::: Record list
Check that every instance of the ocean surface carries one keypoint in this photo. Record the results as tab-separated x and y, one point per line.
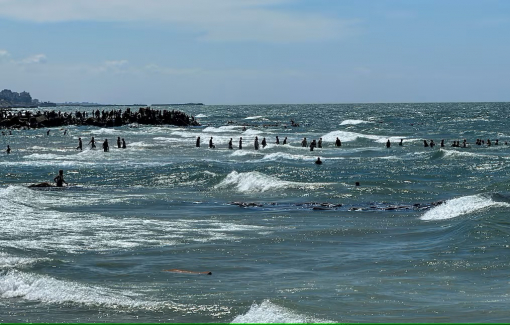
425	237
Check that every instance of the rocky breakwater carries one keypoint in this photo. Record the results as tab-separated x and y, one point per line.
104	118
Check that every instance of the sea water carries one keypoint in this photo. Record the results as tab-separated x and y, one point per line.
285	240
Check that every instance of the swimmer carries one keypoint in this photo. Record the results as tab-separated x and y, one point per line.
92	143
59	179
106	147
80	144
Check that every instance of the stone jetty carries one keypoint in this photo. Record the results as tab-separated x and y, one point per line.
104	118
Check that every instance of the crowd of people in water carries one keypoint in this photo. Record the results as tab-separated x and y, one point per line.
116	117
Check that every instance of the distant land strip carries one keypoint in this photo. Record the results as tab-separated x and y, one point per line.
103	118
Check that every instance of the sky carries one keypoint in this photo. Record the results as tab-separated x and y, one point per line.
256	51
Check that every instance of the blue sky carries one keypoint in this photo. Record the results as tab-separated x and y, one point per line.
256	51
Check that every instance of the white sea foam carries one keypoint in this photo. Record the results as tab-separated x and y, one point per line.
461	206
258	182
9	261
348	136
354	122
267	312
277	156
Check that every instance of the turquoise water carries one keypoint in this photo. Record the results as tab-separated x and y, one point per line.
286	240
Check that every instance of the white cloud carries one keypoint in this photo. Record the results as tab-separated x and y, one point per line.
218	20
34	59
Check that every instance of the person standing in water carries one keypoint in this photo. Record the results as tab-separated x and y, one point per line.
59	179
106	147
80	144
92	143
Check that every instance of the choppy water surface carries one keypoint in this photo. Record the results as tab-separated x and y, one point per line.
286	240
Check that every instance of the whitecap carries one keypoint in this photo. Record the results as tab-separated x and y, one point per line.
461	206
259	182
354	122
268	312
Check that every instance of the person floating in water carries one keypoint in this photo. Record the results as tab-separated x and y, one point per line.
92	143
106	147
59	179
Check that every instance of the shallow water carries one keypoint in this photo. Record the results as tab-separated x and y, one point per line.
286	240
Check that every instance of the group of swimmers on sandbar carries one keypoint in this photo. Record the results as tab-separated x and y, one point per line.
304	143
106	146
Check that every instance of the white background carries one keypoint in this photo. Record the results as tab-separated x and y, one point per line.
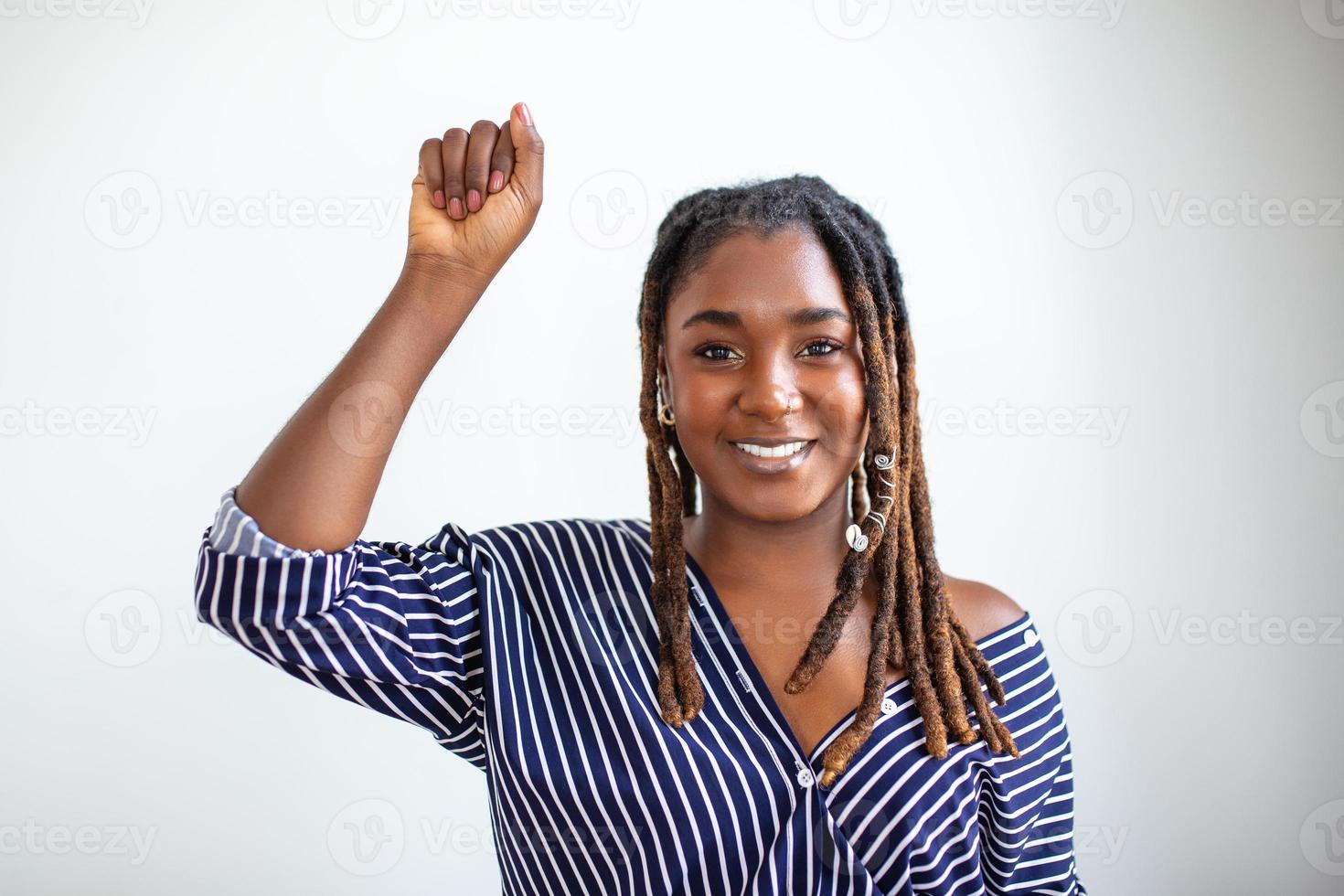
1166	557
::::::
What is expected:
Generate a word-for-word copy of the preceding records, excluding all pictures.

Solution to the exercise:
Check that every instance of the ocean surface carries one keypoint in this photo. Record the results as tab-separated x and y, one point per line.
425	237
Check that every instance of the rocky breakwater carries one keypoint in this photo. Record the results as tab-separated x and y, one point per line.
104	118
Check that every instance of the sea water carries one keypoint in this photo. Record the results as tab-separated x and y, one point per line.
285	240
Check that every instance of the swimmer carries one keypoint in this photo. Record the results as tab-separated x and y, one point per line.
92	143
59	179
106	147
80	144
Check that every instance of the stone jetty carries one keypoint in this photo. Record the results as tab-separated x and y, one point per line.
104	118
Check that every instance of the crowd of people in water carries one keypoint in this photo. Record the results as tab-separated x and y, one point per line.
116	117
Check that every instance of the distant land strip carries one keypoint in this photo. Record the results as tab-separated x and y, one point per line.
103	118
Check that every instance of the sky carries one keypoint in this photo. Record the results as tab-separated x and y, one point per line.
256	51
Check that every instance of the blue sky carries one keypoint in this photo. Record the results as tab-separated x and y, one point per line.
256	51
Check that every instance of the white sea foam carries one keypoint in this photo. Record the results as tab-separated x and y, one point per line.
461	206
258	182
9	261
348	136
354	122
267	312
277	156
Check that every instance of the turquoise water carries one keypoint in this photo. Record the results as tab-separated x and y, one point per line.
286	240
Check that every instance of the white cloud carries one keypoint in this photo. Record the results as tab-separated x and y, one point per line.
218	20
34	59
Check that every instance of the person standing in water carries one keypoint in this photo. Record the results as tab-separated x and y, one point per line.
59	179
106	147
80	144
92	143
Check that every instance of the choppy water surface carries one keypoint in this photo. Record the results as tab-separated x and y, one point per line.
286	240
Check that every instance of the whitecap carries one keypoint in this photo. Record the results as tab-separated x and y, one point per line.
461	206
259	182
354	122
268	312
Check that every instance of the person floating in water carries one keypoint in this photo. Record the results as tab-separated x and y, one point per line.
92	143
106	147
59	179
Check that every instance of the shallow water carries one keypoint in this photo. Record the results as tab-separated x and y, one point per line.
286	240
Check that every instance of the group of swimmers on sandbar carries one keypoint in this photo. Record the results as tab-separated x and y, one point per line.
304	143
106	146
Check that every instance of the white background carries one keypoint in this photo. Record the results as tab-separated x and y, one point per line.
1166	557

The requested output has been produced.